◆ **To be done**: Reproduce the listing below, substituting "the documentation" for every occurrence of "the model card" and leaving all other text unchanged.

☆ ☆ ☆

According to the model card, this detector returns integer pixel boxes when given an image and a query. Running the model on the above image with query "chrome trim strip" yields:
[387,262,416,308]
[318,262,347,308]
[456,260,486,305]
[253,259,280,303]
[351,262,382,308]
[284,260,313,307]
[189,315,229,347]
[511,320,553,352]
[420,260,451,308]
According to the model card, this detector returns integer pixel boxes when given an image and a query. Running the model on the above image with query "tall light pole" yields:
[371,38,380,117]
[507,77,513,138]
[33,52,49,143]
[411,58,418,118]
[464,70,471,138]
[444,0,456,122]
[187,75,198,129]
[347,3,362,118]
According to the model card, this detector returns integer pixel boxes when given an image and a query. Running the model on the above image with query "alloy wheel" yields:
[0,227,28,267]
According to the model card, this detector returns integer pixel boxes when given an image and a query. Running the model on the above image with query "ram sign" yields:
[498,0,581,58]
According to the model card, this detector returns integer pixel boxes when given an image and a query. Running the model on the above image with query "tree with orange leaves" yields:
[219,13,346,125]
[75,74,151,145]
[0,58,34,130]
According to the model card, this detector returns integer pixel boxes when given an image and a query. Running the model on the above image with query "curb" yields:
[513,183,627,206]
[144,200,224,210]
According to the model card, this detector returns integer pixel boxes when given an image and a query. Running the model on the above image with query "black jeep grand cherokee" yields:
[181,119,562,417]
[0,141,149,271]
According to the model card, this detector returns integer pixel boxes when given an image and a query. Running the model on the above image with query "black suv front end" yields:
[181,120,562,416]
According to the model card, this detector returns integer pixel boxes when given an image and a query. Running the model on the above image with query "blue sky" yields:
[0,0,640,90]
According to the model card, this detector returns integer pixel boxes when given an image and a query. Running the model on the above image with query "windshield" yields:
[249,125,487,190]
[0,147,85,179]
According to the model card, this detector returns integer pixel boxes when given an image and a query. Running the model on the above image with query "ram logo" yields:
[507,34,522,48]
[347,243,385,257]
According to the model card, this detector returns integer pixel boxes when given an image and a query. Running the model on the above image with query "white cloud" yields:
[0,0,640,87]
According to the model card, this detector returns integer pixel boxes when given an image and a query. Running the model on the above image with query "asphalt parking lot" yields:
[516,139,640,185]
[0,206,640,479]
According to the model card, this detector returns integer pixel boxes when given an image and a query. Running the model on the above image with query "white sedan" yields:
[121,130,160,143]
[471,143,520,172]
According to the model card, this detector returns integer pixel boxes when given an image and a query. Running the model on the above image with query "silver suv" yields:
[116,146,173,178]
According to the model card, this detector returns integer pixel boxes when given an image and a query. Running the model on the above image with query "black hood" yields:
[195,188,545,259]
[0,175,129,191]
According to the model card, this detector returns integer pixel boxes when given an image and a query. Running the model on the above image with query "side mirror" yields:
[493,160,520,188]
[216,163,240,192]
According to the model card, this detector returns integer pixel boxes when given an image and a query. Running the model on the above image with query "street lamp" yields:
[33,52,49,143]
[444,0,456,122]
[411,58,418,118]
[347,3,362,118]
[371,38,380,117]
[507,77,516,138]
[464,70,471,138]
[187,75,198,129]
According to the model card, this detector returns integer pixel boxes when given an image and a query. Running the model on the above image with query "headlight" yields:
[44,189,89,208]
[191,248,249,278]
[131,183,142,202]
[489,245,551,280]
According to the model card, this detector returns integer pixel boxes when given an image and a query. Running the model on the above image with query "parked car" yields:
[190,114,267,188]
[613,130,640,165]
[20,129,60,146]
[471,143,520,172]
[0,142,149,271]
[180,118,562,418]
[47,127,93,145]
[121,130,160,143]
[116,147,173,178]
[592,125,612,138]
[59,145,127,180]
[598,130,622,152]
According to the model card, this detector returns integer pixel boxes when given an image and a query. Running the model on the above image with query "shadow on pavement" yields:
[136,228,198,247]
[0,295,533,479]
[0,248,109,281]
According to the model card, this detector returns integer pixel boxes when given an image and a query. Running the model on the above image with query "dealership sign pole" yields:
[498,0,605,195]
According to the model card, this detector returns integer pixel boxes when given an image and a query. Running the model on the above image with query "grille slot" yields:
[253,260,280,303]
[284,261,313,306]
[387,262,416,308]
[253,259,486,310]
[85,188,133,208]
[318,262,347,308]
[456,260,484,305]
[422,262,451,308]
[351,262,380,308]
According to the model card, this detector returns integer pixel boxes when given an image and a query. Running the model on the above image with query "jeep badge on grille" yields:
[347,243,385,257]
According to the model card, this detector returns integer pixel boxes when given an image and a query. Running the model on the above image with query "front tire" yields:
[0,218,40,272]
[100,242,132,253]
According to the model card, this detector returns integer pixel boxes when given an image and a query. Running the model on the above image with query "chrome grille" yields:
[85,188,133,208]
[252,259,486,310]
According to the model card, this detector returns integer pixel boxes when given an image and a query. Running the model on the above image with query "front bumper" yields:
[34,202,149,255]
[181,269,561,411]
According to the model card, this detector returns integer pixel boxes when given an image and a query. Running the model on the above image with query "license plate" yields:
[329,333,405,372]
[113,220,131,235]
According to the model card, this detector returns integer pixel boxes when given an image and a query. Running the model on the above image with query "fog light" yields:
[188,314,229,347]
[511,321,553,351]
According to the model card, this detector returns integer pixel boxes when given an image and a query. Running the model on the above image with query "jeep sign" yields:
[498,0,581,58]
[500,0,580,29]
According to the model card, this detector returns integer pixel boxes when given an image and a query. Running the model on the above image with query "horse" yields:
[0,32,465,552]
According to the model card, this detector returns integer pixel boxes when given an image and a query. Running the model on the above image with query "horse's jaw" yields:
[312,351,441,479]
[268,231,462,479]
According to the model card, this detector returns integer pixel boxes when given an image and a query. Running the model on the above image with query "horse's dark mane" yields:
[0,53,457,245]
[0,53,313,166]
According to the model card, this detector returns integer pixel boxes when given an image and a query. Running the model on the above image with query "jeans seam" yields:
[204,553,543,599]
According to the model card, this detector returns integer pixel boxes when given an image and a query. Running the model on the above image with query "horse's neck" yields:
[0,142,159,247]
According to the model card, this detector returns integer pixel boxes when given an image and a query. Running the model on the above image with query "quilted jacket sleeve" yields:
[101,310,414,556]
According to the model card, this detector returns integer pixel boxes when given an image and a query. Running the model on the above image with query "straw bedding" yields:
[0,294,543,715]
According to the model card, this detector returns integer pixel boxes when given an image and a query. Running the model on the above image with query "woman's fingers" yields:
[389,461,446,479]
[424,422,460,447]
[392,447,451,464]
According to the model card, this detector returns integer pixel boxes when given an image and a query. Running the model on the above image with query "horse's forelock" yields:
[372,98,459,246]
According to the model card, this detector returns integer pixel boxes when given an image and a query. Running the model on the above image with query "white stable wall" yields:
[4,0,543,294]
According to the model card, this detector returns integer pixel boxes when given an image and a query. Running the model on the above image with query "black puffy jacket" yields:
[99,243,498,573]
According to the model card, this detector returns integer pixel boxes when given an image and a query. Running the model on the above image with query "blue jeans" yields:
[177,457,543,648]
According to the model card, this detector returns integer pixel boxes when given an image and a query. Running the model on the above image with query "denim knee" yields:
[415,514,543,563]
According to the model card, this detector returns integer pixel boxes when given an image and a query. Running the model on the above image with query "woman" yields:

☆ ☆ ☆

◆ **Complete response**:
According to the documentation, this detector returns integer pixel boxes when given an image and a query. Running the model on the above image with query "chrome trim strip" yields:
[387,262,416,308]
[318,262,347,308]
[456,260,486,305]
[253,259,280,303]
[351,262,382,308]
[284,260,313,307]
[189,315,229,347]
[511,320,553,352]
[420,260,451,308]
According to the documentation, this detector returns integer pixel boxes when given an image and a query. Running the model on the above image with query "tall light pole" yields:
[371,38,380,117]
[507,77,513,138]
[33,52,49,143]
[411,58,418,118]
[464,70,471,138]
[444,0,456,122]
[187,75,198,129]
[347,3,362,118]
According to the documentation, this detector returns integer pixel boxes when given an image and a query. Running the model on the above image with query "alloy wheel" yields:
[0,227,28,267]
According to the documentation, this detector returns integer pixel boxes when given an image and a query. Running the model on the above image with query "ram sign" yields:
[498,0,581,58]
According to the documentation, this detector returns integer pixel boxes when given an image and a query. Running the model on the above image with query "tree with orange leaves" yields:
[219,13,346,125]
[75,74,151,145]
[0,58,34,130]
According to the documentation, this detector returns integer pixel boxes when given an image and a query. Running the model on the above image with query "curb" yields:
[513,183,627,206]
[144,200,224,210]
According to the documentation, this detector returns integer pixel boxes when given an image and a query. Running the model on the above image with query "black jeep grand cherokee" yields:
[181,119,562,417]
[0,141,149,271]
According to the documentation, this detector returns integer pixel boxes when given an image and a query. Running the model on the above image with query "black suv front end" yields:
[181,120,562,416]
According to the documentation, this detector returns integer pixel boxes when given an image and a query. Running the model on the above image with query "blue sky" yields:
[0,0,640,90]
According to the documentation, this detector returns integer pixel boxes when given an image and a query. Running the model on the above image with query "windshield" yields:
[249,125,487,190]
[0,147,85,179]
According to the documentation, this detector returns integer pixel boxes when given an image and a query. Running the model on the above image with query "ram logo" yields:
[507,34,522,48]
[347,243,385,257]
According to the documentation, this detector returns integer pixel boxes when given an image and a query. Running the model on the above image with query "white cloud" yields:
[0,0,640,87]
According to the documentation, this detector returns integer pixel boxes when given an image and a query. Running the model on the above image with query "asphalt parking lot" yields:
[516,139,640,185]
[0,206,640,479]
According to the documentation, this detector returns integer pixel boxes when given an image and a query. Running the model on the above image with query "white sedan" yields:
[121,130,160,143]
[471,143,520,172]
According to the documentation, this detector returns integer pixel boxes when given an image and a query. Running the model on the above image with query "silver suv" yields:
[116,146,173,178]
According to the documentation, this detector returns integer pixel boxes when given an image and a query. Running the model on the above image with query "black hood" yields:
[195,188,545,259]
[0,175,129,191]
According to the documentation, this detector returns integer pixel boxes when given an image and a query. Running the model on the above image with query "side mirror" yields:
[493,160,520,188]
[216,163,240,192]
According to the documentation, this detector returns integer pixel boxes when given an image and a query. Running the model on the above image with query "street lamp" yields:
[33,52,49,143]
[444,0,456,122]
[411,58,418,118]
[347,3,362,118]
[371,38,380,117]
[507,77,516,138]
[464,70,471,138]
[187,75,198,129]
According to the documentation, this detector returns integer pixel boxes when given an image and a query. Running the model on the above image with query "headlight" yields:
[44,189,89,208]
[191,248,249,278]
[131,183,142,202]
[489,245,551,280]
According to the documentation, this detector returns integer pixel boxes when given an image and a query. Running the model on the above image with query "parked car" yields:
[190,114,267,188]
[613,130,640,165]
[20,129,60,146]
[471,143,520,172]
[0,142,149,271]
[180,118,562,418]
[47,127,93,145]
[121,130,160,143]
[116,147,173,178]
[592,125,612,138]
[59,145,127,180]
[598,130,622,152]
According to the documentation, this detector returns integer pixel boxes when given an image and a query. Running the model on the above image with query "shadow on pavement" yields:
[136,228,198,247]
[0,295,533,479]
[0,248,109,281]
According to the documentation, this detector returns integer pixel boxes when given an image and a query. Running the model on the above image with query "dealership sign pole" yields:
[498,0,605,195]
According to the documentation, this detector returns integer pixel boxes when given an image and a query. Running the model on the above image with query "grille slot" yields:
[253,260,280,303]
[284,261,313,306]
[387,262,416,308]
[253,259,486,310]
[85,188,133,208]
[318,262,347,308]
[456,260,484,305]
[422,262,451,308]
[351,262,380,308]
According to the documentation, this detector returns integer pixel boxes when given an image and a query. Running the model on the above image with query "jeep badge on grille" yields:
[347,243,385,257]
According to the documentation, this detector returns integer pixel boxes when given an image and a query. Running the model on the above image with query "front tire" yields:
[0,218,40,272]
[100,242,132,253]
According to the documentation, this detector returns integer pixel boxes when given an image and a query. Running the model on the above image with query "chrome grille" yields:
[85,188,133,208]
[252,259,486,310]
According to the documentation, this detector returns integer pixel boxes when given an image and a query. Running the model on the above image with query "front bumper" yields:
[34,202,149,255]
[181,269,561,411]
According to the documentation, this detector returns integer pixel boxes when given an image and a query. Running the model on the above image with query "license plate" yields:
[329,333,405,372]
[113,220,131,235]
According to the documentation, this detector returns integer pixel boxes when given an image and a query. Running the model on the above image with query "fog light" yields:
[188,314,229,347]
[511,321,553,351]
According to the documentation, this detector returns integer pixel boxes when given an image and a query. Running the model on the above image with query "jeep sign" yields:
[498,0,581,58]
[500,0,580,29]
According to the documentation, this detector returns integer pixel boxes when given an image and a query. Running the model on the above image with query "horse" yields:
[0,32,465,552]
According to the documentation, this detector returns integer pixel boxes when given an image and a query. Running the model on the above image with query "horse's jaw" yields:
[312,351,441,479]
[268,231,462,479]
According to the documentation, this detector returns integer pixel boxes when given an image and a query. Running the model on the above image with query "horse's dark mane" yields:
[0,53,457,245]
[0,53,313,166]
According to the documentation, this detector returns integer pixel boxes when given an image and a query. Running the model on the above image with query "jeans seam" yields:
[204,553,543,599]
According to the documentation, this detector returns integer pixel boxes when given an image and a query. Running the model on the above image with query "horse's neck" yields:
[0,142,159,247]
According to the documentation, this detector returns integer pixel boxes when given an image and a query. Running the model on the above image with query "quilted jacket sleeve" yields:
[101,310,414,556]
According to the documentation, this detector returns integer pixel boxes when given an image and a query. Running the model on the above image with query "straw bedding" yields:
[0,294,543,715]
According to the documentation, this detector returns integer pixel boxes when given an image and a query. Running the model on the above image with query "woman's fingers" yields:
[389,461,446,479]
[424,422,460,447]
[392,447,451,464]
According to the documentation, this detector returns integer pixel boxes when given an image and a query. Running the model on the above image with query "horse's forelock" yields:
[372,98,459,246]
According to the documentation, this detector returns integer pixel boxes when given an image and a query. Running the model on the above image with query "white stable wall" yields:
[4,0,543,294]
According to the documentation, this detector returns integer pixel boxes when given an image and a query. Running the model on the above image with query "black puffy jacket" yields:
[99,243,498,573]
According to the documentation, this detector returns integer pixel boxes when given an image and a query. Running the model on the above image with query "blue jeans" yields:
[177,457,543,648]
According to the documentation, this detector returns integer pixel boxes when given an image and a query. Running the model on the above image with query "denim knee" yields:
[415,514,543,563]
According to the documentation, this detector returns integer pixel boxes when given an image and a query. Running the model on the above image with query "woman" yields:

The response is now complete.